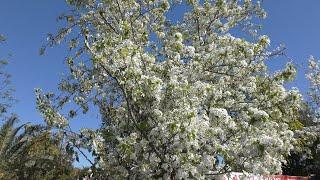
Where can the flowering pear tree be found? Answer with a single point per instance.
(173, 96)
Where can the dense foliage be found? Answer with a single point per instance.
(175, 90)
(174, 95)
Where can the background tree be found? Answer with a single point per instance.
(26, 151)
(174, 95)
(304, 159)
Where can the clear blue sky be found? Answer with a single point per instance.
(25, 23)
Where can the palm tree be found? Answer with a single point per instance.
(13, 144)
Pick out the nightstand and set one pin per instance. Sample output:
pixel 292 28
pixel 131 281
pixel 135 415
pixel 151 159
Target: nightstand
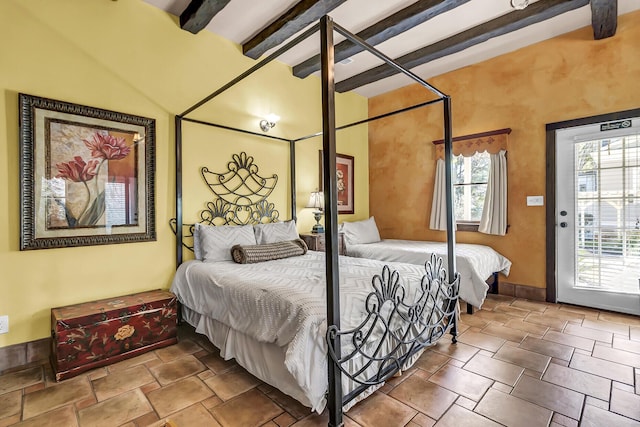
pixel 315 242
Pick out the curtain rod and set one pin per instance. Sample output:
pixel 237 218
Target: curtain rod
pixel 506 131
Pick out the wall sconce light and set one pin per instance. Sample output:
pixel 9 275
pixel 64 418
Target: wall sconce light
pixel 316 201
pixel 519 4
pixel 269 122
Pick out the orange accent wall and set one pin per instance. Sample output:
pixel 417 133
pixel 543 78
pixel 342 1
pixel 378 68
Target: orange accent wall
pixel 563 78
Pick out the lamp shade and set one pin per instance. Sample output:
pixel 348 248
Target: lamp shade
pixel 316 200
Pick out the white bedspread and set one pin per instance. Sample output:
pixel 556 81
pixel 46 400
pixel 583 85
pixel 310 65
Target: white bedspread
pixel 475 263
pixel 283 302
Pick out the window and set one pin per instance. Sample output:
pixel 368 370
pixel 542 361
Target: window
pixel 470 178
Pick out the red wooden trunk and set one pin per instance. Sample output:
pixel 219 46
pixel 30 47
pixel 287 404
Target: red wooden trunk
pixel 97 333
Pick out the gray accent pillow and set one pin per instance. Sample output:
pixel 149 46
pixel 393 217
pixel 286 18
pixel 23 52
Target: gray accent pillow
pixel 275 232
pixel 359 232
pixel 215 242
pixel 259 253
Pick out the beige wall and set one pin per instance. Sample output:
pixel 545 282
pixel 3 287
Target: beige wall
pixel 567 77
pixel 133 58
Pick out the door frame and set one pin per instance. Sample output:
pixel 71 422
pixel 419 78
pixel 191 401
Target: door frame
pixel 551 216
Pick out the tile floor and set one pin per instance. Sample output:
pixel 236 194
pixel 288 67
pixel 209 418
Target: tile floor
pixel 517 363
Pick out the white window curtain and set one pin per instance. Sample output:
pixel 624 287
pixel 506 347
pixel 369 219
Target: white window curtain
pixel 494 213
pixel 439 204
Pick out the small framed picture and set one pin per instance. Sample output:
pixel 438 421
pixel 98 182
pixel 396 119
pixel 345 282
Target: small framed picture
pixel 344 178
pixel 86 175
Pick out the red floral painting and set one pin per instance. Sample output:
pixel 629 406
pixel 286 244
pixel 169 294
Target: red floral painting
pixel 87 175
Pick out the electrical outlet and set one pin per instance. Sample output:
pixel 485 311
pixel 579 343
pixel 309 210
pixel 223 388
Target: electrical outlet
pixel 4 324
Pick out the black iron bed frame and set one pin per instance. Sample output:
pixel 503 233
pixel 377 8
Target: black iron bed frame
pixel 386 286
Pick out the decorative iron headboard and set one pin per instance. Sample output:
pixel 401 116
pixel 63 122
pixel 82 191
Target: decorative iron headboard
pixel 240 197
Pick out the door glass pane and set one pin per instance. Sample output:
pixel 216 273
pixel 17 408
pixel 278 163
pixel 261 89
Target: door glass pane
pixel 607 210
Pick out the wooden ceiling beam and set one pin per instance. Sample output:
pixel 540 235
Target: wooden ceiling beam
pixel 199 13
pixel 401 21
pixel 534 13
pixel 295 19
pixel 604 18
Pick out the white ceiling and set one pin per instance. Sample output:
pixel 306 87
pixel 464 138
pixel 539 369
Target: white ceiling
pixel 241 19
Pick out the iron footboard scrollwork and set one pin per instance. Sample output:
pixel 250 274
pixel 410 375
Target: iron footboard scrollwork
pixel 396 326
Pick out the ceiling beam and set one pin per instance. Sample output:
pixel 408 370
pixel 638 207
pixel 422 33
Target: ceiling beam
pixel 534 13
pixel 604 18
pixel 401 21
pixel 199 13
pixel 295 19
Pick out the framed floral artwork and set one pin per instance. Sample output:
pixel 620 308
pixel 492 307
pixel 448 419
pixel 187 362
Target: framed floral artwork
pixel 344 177
pixel 86 175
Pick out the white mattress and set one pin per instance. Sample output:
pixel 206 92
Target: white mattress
pixel 475 263
pixel 282 303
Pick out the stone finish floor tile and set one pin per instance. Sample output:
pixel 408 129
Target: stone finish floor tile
pixel 431 361
pixel 480 340
pixel 522 325
pixel 115 411
pixel 460 381
pixel 598 417
pixel 195 415
pixel 624 319
pixel 177 369
pixel 593 357
pixel 424 396
pixel 615 355
pixel 604 368
pixel 550 322
pixel 504 332
pixel 63 417
pixel 380 410
pixel 252 408
pixel 458 416
pixel 559 399
pixel 600 325
pixel 56 396
pixel 626 345
pixel 579 381
pixel 570 340
pixel 121 381
pixel 11 404
pixel 20 379
pixel 462 352
pixel 230 384
pixel 495 369
pixel 178 395
pixel 512 411
pixel 525 358
pixel 625 403
pixel 593 334
pixel 183 348
pixel 559 351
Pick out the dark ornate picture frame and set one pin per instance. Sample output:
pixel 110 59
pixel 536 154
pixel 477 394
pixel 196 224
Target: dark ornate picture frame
pixel 345 178
pixel 87 175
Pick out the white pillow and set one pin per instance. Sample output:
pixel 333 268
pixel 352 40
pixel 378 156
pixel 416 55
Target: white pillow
pixel 359 232
pixel 275 232
pixel 215 242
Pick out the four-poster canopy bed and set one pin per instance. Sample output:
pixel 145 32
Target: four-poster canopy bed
pixel 401 308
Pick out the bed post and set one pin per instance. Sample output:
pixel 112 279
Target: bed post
pixel 451 225
pixel 178 130
pixel 334 395
pixel 292 175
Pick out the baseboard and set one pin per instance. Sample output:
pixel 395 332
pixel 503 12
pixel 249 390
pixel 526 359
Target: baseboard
pixel 522 291
pixel 17 355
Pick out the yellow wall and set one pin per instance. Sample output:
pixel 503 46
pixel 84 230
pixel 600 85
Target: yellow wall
pixel 130 57
pixel 567 77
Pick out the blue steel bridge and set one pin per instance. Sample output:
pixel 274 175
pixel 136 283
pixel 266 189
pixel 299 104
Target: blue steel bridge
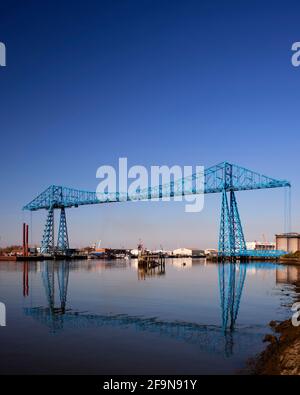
pixel 224 178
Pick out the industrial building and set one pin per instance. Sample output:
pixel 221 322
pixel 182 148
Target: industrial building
pixel 289 242
pixel 260 245
pixel 188 252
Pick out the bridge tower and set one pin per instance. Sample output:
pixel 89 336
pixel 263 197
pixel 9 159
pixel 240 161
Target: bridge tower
pixel 231 238
pixel 48 241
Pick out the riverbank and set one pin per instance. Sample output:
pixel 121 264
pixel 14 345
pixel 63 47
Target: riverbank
pixel 282 355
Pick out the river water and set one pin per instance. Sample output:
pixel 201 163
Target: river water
pixel 110 317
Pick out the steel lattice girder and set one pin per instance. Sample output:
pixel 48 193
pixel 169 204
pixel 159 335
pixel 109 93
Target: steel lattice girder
pixel 214 182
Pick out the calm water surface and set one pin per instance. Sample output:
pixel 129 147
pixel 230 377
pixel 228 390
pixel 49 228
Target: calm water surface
pixel 109 317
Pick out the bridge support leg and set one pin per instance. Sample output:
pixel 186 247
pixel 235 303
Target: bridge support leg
pixel 231 239
pixel 63 240
pixel 231 283
pixel 47 246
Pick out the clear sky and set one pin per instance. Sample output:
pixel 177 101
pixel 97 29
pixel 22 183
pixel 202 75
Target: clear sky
pixel 161 83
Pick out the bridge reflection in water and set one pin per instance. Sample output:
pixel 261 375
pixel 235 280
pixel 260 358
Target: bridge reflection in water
pixel 220 339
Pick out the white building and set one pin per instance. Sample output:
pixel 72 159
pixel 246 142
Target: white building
pixel 188 252
pixel 260 245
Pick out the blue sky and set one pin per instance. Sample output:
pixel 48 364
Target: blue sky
pixel 161 83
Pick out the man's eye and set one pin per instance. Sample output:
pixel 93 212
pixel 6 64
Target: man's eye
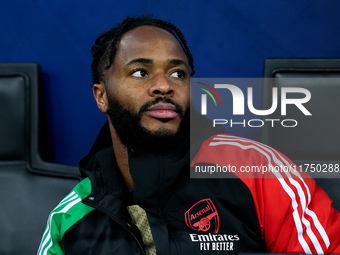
pixel 139 73
pixel 178 74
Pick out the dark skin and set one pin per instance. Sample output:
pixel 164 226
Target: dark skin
pixel 149 63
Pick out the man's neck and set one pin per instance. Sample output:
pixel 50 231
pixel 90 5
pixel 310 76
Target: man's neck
pixel 122 158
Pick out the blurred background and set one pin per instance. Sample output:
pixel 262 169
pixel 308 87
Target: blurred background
pixel 227 39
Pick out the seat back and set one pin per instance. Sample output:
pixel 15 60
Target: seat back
pixel 30 187
pixel 314 143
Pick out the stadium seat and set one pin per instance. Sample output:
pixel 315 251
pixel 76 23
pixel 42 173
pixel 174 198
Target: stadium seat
pixel 314 142
pixel 30 187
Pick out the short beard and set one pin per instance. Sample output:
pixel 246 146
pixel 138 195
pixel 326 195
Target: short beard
pixel 128 127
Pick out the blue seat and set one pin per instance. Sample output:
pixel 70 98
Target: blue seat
pixel 29 186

> **WHAT YOU NEED TO DO**: Begin at the line that has "pixel 579 343" in the entries above; stop after the line that has "pixel 206 92". Transcribe exactly those lines and no others.

> **SOLVED PROBLEM**:
pixel 579 343
pixel 309 210
pixel 223 388
Target: electrical outlet
pixel 4 324
Pick out the black iron bed frame and set one pin per instance. Sample output:
pixel 503 233
pixel 377 8
Target: black iron bed frame
pixel 386 286
Pick out the decorative iron headboard and set one pin per instance. Sample output:
pixel 401 116
pixel 63 122
pixel 82 191
Target: decorative iron headboard
pixel 240 197
Pick out the door glass pane and set one pin per instance. Sample output:
pixel 216 273
pixel 17 408
pixel 278 163
pixel 261 89
Target: door glass pane
pixel 607 210
Pick out the wooden ceiling beam and set one pin per instance. Sample output:
pixel 540 235
Target: wooden ceiling beam
pixel 199 13
pixel 401 21
pixel 534 13
pixel 295 19
pixel 604 18
Pick out the white ceiling and set one pin per instance. Sample output:
pixel 306 87
pixel 464 138
pixel 539 369
Target: white ceiling
pixel 241 19
Pick out the iron footboard scrollwork and set one pin per instance. Sample output:
pixel 250 274
pixel 410 375
Target: iron footboard scrollwork
pixel 396 326
Pick out the ceiling beam and set one pin per instance. Sample output:
pixel 408 370
pixel 638 207
pixel 422 33
Target: ceiling beam
pixel 534 13
pixel 604 18
pixel 401 21
pixel 199 13
pixel 295 19
Pick out the framed floral artwork and set one pin per instance. Sample output:
pixel 620 308
pixel 492 307
pixel 448 419
pixel 187 362
Target: framed floral artwork
pixel 344 177
pixel 86 175
Pick out the white mattress and set one pin per instance. Sample output:
pixel 206 92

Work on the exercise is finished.